____ VORLIEGENDER TEXTAUSZUG

13. Entscheid vom 10. Mai 1960 i.S. Zürcher.

Regeste

Retention (Art. 283 SchKG).
Prüfungsbefugnis der Betreibungsbehörden mit Bezug auf die Frage, ob das vom Vermieter geltend gemachte Retentionsrecht nach Art. 272 OR bestehe.
Zur Sicherung von Ersatzansprüchen aus Art. 269 OR oder von Schadenersatzansprüchen wegen Vertragsverletzung darf ein Retentionsverzeichnis nicht aufgenommen werden.

Sachverhalt ab Seite 37

BGE 86 III 36 S. 37
Hans Zürcher mietete von Werner Ammann am 1. Februar 1959 die dem Betrieb der Wirtschaft Schanz in Waldenburg dienenden Räumlichkeiten für fünf Jahre vom 15. Februar 1959 an. Der jährliche Mietzins von Fr. 3500.-- war in vierteljährlichen Raten, die jeweilen am Ende eines Kalenderquartals fällig wurden, vorauszubezahlen.
Nachdem Zürcher dem Vermieter erklärt hatte, er löse das Mietverhältnis auf den 31. März 1960 auf, leitete dieser gegen ihn beim Bezirksgericht Waldenburg einen Prozess ein, in welchem die Parteien am 16. November 1959 den folgenden Teilvergleich schlossen:
"1. - Die Parteien lassen die Frage offen, ob wichtige Gründe im Sinn von Art. 269 OR für eine vorzeitige Auflösung des Mietverhältnisses bestehen, und kommen überein, dass der Beklagte bis zum 31. März 1960 die Wirtschaft Schanz betreibt und bis dann die Verpflichtungen gemäss Mietvertrag erfüllt, wobei indessen der Mietzins monatlich im voraus (und nicht vierteljährlich im voraus) zu zahlen ist.

Erwägungen

2. Der Kläger behält sich sämtliche Forderungen gemäss OR 269 aus der vorzeitigen Auflösung des Mietverhältnisses gegen den Beklagten vor."

________
____ DATENSATZAUSZÜGE

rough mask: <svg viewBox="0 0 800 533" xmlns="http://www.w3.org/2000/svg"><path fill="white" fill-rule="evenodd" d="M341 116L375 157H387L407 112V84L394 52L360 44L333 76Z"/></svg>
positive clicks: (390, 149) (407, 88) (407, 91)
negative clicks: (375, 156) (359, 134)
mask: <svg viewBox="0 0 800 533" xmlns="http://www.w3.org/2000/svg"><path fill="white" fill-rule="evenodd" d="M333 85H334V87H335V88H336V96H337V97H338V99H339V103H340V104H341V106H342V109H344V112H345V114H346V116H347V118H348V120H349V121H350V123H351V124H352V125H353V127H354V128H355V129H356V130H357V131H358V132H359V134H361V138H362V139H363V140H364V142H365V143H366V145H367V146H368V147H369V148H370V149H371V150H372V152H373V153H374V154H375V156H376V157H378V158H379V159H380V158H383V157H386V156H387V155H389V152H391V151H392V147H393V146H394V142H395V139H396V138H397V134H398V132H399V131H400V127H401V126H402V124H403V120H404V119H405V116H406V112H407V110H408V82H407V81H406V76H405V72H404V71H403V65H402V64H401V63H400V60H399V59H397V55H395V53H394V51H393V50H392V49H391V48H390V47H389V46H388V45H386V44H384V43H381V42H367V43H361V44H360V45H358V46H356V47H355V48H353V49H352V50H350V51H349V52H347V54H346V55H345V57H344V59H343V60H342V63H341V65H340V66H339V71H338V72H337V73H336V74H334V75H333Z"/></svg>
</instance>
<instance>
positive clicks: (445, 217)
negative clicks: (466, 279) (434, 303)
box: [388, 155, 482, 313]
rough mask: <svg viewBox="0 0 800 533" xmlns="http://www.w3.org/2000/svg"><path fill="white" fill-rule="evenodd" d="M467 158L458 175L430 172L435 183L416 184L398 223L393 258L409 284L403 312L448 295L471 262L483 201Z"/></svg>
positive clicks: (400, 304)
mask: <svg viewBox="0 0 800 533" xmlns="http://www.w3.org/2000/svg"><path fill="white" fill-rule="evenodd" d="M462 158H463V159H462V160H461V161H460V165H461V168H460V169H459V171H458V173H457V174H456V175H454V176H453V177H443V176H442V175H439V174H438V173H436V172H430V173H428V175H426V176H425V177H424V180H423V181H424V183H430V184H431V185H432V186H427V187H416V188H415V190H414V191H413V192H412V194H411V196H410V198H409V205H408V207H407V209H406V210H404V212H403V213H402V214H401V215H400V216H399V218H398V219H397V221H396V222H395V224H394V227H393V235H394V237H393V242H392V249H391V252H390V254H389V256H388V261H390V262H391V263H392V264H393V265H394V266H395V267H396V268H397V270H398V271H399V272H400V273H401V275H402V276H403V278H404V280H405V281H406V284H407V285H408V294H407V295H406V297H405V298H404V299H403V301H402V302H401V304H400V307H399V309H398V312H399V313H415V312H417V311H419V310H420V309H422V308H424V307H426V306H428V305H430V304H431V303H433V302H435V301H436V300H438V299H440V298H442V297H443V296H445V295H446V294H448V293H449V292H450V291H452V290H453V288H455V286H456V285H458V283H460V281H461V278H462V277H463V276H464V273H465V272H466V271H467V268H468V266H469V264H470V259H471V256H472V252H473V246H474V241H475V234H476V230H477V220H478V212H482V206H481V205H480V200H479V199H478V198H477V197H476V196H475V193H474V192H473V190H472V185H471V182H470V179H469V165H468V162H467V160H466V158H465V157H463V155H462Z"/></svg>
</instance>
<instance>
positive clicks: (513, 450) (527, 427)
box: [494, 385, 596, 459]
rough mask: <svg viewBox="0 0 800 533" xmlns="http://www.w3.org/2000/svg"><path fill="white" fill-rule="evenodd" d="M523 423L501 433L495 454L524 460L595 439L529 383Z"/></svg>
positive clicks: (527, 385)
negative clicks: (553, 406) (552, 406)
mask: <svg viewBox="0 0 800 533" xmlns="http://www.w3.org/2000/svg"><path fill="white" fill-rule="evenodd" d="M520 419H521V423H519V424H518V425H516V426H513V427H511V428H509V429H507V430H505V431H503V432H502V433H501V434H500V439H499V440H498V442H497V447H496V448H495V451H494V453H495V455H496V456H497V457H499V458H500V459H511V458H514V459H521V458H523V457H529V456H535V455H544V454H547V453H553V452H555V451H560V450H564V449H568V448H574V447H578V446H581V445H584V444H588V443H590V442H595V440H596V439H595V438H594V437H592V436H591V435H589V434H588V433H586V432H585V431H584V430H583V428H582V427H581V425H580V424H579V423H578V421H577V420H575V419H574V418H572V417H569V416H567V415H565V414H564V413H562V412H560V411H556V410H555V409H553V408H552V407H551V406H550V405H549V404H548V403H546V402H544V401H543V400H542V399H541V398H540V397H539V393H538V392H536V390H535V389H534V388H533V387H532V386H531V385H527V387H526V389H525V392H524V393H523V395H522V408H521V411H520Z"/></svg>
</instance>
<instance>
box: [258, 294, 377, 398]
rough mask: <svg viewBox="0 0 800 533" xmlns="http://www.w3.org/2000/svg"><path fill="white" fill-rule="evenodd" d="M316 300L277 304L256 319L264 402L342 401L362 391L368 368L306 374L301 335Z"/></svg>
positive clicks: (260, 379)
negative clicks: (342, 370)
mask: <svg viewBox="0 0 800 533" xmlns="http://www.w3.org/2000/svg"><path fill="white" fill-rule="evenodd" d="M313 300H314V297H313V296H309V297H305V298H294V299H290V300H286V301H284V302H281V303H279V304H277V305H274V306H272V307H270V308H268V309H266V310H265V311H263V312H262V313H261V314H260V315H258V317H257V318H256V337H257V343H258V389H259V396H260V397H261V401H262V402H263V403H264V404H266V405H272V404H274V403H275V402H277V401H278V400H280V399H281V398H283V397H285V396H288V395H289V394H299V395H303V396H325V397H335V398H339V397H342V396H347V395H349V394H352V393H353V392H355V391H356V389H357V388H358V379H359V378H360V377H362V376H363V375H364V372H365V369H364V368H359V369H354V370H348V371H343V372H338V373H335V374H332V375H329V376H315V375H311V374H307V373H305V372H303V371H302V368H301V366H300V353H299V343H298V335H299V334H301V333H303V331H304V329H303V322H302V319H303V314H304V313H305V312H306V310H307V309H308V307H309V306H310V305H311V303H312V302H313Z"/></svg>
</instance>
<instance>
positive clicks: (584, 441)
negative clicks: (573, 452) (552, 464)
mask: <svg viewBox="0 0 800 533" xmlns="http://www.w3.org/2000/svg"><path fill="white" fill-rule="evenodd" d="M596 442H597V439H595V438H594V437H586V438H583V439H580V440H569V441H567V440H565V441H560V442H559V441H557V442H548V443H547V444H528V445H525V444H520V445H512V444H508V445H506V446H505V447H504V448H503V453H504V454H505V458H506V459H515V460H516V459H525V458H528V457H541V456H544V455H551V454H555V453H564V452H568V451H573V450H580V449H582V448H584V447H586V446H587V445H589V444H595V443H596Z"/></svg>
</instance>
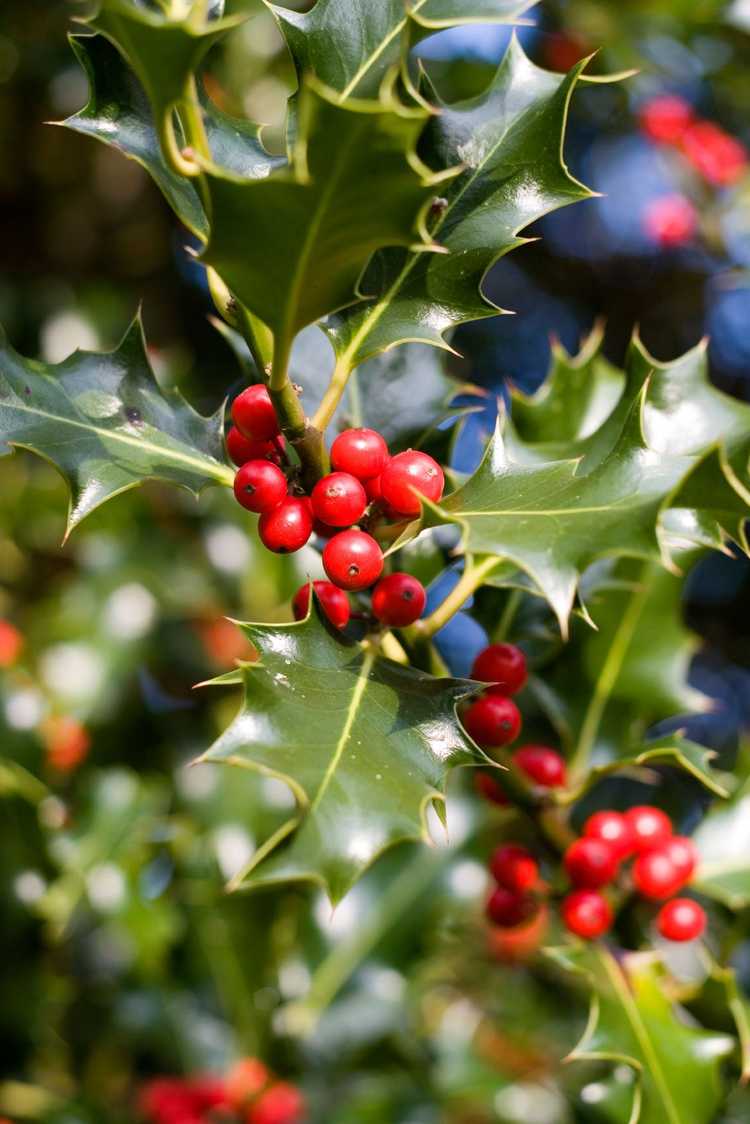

________

▶ [ÜBUNGSFRAGEN]:
a) Für wie lange mietete Hans Zürcher laut dem Gerichtsentscheid zum Retentionsrecht die Räumlichkeiten der Wirtschaft Schanz?
b) Führen Sie den Gerichtsentscheid zum Retentionsrecht nach seinem letzten Satz weiter.

▶ [ANTWORTEN JE AUFGABE]:
a) Für fünf Jahre, ab dem 15. Februar 1959.

b)
Am 24. März 1960 stellte Ammann beim Betreibungsamt Waldenburg das Begehren um Aufnahme einer Retentionsurkunde. Als "Forderungssumme" war in diesem Begehren neben fälligem Mietzins vom 15. Februar bis 31. März 1960 u.a. angegeben: "1 Halbjahreszins gemäss OR 269, vgl. Akten beim Bezirksgericht Waldenburg, Fr. 1750.--" Das Betreibungsamt Waldenburg führte in der Retentionsurrkunde vom 28. März 1960 statt dieser Forderung den laufenden Mietzins vom 1. April bis 30. Juni 1960 im Betrage von Fr. 875.-- auf mit dem Bemerken: "Gemäss Art. 272 OR besteht das Retentionsrecht
BGE 86 III 36 S. 38
nur für einen verfallenen Jahreszins und den laufenden Halbjahreszins."
Der Schuldner führte gegen den Retentionsvollzug Beschwerde, mit der er schliesslich nur noch verlangte, die Retention sei insoweit aufzuheben, als sie sich auf den Betrag von Fr. 875.-- beziehe. Den abweisenden Entscheid der kantonalen Aufsichtsbehörde vom 20. April 1960 hat er an das Bundesgericht weitergezogen.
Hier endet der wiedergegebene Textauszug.